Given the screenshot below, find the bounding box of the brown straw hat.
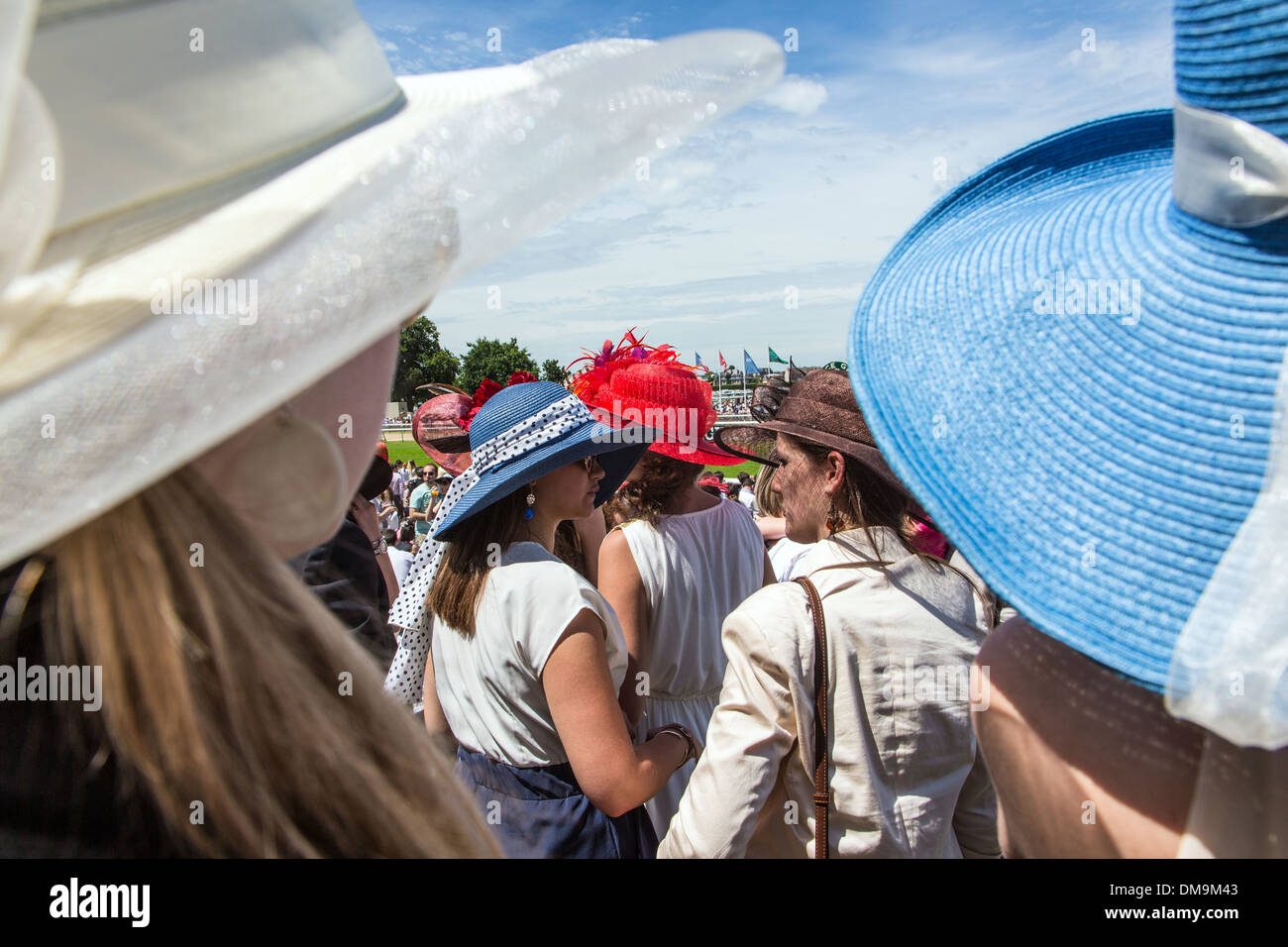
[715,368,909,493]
...
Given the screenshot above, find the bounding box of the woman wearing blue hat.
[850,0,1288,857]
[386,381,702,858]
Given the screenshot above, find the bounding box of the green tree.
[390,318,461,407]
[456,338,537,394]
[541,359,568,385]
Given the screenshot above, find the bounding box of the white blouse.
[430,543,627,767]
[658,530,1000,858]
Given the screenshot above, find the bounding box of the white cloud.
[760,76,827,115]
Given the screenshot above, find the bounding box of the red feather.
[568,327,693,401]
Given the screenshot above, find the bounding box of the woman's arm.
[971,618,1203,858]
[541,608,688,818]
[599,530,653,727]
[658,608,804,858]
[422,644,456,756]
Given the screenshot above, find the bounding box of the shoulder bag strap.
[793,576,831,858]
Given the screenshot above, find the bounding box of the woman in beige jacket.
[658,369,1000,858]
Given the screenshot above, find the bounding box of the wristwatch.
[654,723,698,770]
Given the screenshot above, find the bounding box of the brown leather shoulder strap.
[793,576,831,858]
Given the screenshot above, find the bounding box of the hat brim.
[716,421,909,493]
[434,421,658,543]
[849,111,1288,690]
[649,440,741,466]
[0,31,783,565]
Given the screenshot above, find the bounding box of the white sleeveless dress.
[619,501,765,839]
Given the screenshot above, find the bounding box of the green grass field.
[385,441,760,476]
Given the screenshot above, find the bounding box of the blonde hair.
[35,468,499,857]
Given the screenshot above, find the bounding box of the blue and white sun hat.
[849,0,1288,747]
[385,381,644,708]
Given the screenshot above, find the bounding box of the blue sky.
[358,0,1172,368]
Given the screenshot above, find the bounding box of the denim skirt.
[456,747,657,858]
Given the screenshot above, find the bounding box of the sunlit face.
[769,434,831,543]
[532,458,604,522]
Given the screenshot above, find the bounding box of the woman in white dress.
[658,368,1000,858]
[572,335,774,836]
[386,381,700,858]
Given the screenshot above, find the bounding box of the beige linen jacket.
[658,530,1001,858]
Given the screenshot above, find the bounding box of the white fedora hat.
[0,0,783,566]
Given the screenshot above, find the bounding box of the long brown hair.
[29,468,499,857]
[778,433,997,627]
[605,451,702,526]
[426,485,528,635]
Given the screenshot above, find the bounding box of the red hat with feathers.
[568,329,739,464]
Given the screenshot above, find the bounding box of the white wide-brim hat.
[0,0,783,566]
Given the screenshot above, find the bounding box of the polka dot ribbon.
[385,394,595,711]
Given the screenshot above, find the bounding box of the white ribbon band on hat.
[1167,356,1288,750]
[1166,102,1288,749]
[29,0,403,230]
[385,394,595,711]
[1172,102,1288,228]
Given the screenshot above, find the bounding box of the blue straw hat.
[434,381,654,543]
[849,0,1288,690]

→ **To do**
Rewrite the lines that start with the one containing "Given the screenshot below, find" and end with the one containing "[715,368,909,493]", swapping "brown straw hat" for "red straw hat" and leaving everything else the same. Don't include any pictures in your answer.

→ **Result for this exercise**
Given the screenshot below, find the bounding box of the red straw hat.
[715,368,909,493]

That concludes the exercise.